■ PROBLEM DETAILS
Needed from the entries below: every line that holds the word "dark".

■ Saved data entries
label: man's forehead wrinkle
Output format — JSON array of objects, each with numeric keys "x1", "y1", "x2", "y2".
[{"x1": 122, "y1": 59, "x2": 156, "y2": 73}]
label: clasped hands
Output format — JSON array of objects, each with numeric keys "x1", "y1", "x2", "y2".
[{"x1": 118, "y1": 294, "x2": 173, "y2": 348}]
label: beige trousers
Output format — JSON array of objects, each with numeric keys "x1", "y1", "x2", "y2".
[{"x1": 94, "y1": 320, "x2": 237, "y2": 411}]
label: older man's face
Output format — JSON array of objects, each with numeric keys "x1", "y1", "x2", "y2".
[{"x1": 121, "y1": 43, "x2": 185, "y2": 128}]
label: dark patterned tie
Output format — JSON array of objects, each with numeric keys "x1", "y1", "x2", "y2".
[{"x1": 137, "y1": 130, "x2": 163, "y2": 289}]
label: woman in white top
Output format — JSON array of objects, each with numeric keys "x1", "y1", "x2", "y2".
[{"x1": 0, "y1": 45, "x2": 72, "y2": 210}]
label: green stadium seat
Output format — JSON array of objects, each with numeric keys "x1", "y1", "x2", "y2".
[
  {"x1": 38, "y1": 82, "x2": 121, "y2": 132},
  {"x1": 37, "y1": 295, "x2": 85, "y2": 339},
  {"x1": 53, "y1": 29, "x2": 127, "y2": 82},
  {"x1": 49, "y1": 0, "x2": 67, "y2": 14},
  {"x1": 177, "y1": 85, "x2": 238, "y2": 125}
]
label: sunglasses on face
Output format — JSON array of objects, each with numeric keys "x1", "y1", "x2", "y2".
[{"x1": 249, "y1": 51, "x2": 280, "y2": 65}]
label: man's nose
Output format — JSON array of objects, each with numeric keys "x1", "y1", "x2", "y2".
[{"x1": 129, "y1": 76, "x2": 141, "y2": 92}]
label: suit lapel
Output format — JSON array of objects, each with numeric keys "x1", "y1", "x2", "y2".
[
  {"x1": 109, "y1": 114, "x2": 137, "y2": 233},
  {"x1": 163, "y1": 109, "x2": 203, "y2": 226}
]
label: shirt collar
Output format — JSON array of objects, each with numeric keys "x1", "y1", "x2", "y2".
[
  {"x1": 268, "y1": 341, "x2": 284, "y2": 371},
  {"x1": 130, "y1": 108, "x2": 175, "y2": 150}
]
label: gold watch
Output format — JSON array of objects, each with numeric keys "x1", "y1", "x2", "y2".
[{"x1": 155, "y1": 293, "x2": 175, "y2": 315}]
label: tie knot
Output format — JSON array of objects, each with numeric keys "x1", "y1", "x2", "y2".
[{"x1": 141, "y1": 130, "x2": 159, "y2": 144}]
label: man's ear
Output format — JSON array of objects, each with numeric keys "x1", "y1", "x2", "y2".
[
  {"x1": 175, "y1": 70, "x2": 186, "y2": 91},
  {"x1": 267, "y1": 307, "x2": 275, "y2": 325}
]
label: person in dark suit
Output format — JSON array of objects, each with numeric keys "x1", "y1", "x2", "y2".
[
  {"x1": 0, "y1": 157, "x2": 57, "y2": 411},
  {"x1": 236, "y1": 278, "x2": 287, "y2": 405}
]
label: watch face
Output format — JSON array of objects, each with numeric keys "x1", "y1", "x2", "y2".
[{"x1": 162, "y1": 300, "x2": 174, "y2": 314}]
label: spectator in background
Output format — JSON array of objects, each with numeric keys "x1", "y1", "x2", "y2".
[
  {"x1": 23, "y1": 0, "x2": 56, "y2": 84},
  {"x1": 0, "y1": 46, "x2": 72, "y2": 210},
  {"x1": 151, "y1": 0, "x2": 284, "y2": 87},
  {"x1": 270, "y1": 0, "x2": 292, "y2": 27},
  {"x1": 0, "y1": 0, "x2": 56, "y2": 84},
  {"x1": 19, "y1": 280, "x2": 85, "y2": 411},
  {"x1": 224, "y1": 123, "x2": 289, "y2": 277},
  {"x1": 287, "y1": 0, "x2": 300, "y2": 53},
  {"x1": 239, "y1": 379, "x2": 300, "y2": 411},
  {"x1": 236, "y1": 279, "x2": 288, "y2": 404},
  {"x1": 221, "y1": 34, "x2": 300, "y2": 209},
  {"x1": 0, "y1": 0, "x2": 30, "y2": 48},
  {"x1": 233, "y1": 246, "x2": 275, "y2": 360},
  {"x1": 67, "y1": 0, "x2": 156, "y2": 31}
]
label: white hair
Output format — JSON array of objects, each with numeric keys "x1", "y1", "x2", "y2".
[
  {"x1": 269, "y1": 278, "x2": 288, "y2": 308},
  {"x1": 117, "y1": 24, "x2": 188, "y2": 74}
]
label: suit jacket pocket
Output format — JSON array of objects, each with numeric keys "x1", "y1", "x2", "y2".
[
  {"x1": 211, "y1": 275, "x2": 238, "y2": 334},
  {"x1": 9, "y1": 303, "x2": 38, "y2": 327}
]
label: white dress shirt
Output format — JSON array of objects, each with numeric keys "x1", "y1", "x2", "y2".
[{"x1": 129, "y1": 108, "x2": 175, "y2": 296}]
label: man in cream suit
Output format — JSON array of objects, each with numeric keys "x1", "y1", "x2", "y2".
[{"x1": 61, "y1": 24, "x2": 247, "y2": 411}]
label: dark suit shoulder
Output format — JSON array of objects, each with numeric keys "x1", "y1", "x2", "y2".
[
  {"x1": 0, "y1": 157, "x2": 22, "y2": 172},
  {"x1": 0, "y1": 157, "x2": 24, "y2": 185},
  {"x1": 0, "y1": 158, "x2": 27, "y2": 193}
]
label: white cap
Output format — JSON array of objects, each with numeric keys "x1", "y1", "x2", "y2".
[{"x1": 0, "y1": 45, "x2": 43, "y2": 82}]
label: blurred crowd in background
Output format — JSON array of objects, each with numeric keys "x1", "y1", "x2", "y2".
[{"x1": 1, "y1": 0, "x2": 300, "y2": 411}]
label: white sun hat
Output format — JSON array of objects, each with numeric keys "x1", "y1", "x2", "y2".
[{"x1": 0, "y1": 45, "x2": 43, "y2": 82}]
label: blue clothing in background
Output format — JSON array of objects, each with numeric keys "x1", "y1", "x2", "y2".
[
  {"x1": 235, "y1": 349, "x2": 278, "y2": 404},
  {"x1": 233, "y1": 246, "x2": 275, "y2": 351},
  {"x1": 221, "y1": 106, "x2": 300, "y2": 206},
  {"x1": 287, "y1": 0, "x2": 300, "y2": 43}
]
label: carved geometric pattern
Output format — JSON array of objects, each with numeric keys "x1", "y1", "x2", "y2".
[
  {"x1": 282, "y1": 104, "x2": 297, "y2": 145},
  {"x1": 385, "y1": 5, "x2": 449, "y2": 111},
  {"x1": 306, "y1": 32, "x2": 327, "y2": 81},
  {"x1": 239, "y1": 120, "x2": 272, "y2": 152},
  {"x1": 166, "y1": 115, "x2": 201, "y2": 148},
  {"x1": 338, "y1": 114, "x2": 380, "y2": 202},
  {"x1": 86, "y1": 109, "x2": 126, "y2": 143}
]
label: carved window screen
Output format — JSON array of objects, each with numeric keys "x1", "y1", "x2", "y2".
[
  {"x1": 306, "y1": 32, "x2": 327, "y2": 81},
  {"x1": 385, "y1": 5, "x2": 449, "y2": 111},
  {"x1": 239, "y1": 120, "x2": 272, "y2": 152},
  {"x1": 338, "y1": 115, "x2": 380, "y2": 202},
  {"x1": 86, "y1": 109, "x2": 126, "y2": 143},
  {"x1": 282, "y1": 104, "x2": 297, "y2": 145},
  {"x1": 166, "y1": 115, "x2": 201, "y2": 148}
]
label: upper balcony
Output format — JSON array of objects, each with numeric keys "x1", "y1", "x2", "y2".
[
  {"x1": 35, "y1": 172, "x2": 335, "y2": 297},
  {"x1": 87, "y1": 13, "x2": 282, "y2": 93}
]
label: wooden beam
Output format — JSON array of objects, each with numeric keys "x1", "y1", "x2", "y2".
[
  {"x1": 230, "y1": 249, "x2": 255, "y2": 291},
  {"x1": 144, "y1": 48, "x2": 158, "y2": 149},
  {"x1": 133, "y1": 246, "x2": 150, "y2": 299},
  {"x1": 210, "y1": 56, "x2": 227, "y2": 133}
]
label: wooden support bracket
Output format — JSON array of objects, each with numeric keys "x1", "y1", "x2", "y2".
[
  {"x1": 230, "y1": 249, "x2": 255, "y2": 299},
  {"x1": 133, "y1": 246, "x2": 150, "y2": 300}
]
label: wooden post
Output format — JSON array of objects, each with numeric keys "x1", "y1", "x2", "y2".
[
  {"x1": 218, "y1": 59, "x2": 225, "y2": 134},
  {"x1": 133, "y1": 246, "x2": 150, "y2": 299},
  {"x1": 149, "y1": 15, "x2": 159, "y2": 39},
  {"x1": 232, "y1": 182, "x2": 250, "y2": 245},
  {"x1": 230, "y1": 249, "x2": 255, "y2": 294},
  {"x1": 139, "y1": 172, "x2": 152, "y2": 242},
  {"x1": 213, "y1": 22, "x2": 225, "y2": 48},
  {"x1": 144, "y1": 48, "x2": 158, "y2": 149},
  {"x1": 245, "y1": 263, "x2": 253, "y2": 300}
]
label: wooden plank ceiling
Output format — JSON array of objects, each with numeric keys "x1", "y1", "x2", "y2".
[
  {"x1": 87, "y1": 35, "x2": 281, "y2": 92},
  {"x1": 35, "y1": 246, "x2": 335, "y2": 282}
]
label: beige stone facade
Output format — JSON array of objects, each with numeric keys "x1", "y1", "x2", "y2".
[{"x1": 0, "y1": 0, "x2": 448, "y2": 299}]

■ RESPONSE BELOW
label: dark patterned tie
label: person in dark suit
label: dark suit shoulder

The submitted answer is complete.